What you need to do:
a. Reproduce the passage of the book review between "Second, his instance" and "it a translation.", inclusive.
b. Write out the records from the line holding "Annotation guideline: for every instance of the brown shag" through the last line of the records, inclusive.

[Start Source]

He's determined to present Jesus in a highly personal, highly relatable light. He does a great job and what he presents is important. But the fact that he does away with any sort of reverence for God is very troubling. There is a place to come before God as Father, speak to him personally and experience the rich personality Eldredge describes.

There is also a place to come before him in awe, recognizing his greatness and holiness. Both are taught by Scripture. Both are necessary for a complete faith. Both draw us closer to God and help us become who he wants us to be. The other side effect of Eldredge's highly personal presentation is that he winds up with a frighteningly low ecclesiology. At one point he briefly affirms that going to church is important, both those words ring hollow compared to the rest of the book. He spends a lot of time attacking the church and winds up a faith that is very much "just me and Jesus.

I believe that Scripture quite clearly teaches that we find that personal relationship with God only within God's covenant family. The church is not a nice add on as Eldredge presents it. It is essential. There are a couple other minor problems with the book. First, it's not very Trinitarian. Eldredge frequently confuses the different persons and roles of the Trinity, which is a bit shocking considering this has been a strength of his in previous work.

Second, his instance on The Message as a legitimate and at times superior Bible translation is pretty disturbing. I'm fine with people reading The Message but it's simply inaccurate to consider it a translation.


It's not. It's a loose paraphrase that is really Eugene Peterson's interpretation of Scripture rather than Scripture itself. If that's understood by the people reading it, I have no problem. Eldredge clearly fails to understand this and winds up presenting it in a way that will lead other people astray. At the end of the day, I'm glad I read the book.

[End Source]
[Start Data for this exercise]

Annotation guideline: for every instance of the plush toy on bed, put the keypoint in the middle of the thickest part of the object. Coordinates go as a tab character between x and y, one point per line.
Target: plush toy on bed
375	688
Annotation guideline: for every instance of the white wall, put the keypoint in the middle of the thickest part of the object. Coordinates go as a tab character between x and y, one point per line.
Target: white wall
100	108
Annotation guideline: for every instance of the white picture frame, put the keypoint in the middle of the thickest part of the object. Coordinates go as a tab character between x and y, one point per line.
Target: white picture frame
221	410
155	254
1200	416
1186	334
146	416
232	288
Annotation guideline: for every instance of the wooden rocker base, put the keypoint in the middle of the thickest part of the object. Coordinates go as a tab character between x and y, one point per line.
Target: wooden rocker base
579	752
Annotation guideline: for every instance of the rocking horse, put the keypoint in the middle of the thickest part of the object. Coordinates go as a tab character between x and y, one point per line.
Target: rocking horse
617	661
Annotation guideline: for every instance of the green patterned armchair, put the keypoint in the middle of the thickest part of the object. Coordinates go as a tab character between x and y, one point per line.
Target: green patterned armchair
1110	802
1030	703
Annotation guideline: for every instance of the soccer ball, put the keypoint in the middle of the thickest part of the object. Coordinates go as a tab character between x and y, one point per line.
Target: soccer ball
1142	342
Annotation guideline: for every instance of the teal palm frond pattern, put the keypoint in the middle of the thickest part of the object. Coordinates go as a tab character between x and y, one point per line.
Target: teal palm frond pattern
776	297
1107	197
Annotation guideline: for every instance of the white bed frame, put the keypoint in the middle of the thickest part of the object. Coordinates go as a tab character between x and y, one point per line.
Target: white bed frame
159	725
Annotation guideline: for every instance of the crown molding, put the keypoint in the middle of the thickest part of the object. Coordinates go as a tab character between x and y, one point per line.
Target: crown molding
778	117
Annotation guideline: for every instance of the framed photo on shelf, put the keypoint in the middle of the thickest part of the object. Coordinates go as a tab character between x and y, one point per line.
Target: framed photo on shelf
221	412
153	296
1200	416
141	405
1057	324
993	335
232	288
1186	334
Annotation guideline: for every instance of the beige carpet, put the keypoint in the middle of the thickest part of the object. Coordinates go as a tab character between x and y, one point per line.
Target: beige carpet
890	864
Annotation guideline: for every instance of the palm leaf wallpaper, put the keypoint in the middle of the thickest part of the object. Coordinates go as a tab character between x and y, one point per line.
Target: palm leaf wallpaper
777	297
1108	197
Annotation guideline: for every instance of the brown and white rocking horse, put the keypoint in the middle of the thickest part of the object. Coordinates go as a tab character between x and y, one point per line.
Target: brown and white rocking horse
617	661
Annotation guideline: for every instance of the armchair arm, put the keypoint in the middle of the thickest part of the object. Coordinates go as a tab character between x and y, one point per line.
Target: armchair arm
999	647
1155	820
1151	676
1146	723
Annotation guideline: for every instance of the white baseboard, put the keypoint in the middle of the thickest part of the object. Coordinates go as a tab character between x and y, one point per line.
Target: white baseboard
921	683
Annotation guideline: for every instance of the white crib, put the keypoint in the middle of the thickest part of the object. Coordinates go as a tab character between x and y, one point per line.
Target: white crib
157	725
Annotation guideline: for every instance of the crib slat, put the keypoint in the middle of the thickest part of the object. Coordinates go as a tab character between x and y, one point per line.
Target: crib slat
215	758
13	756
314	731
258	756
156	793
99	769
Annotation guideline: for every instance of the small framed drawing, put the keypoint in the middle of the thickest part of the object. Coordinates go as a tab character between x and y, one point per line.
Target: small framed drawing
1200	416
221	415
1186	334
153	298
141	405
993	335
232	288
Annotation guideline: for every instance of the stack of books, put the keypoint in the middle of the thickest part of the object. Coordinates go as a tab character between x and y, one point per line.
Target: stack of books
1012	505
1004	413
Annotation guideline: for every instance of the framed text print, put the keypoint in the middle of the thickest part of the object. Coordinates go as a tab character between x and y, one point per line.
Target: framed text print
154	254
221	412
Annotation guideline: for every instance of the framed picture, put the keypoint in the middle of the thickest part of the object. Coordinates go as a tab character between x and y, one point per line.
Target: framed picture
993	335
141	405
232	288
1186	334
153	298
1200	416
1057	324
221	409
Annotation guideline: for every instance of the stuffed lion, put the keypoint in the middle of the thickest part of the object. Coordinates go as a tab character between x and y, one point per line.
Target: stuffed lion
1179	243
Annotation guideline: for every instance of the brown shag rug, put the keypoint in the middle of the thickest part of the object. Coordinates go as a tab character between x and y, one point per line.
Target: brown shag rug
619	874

[End Data for this exercise]

Responses by task:
a.
Second, his instance on The Message as a legitimate and at times superior Bible translation is pretty disturbing. I'm fine with people reading The Message but it's simply inaccurate to consider it a translation.

b.
Annotation guideline: for every instance of the brown shag rug, put the keypoint in the middle of the thickest part of the object. Coordinates go as a tab character between x and y, one point per line.
Target: brown shag rug
619	874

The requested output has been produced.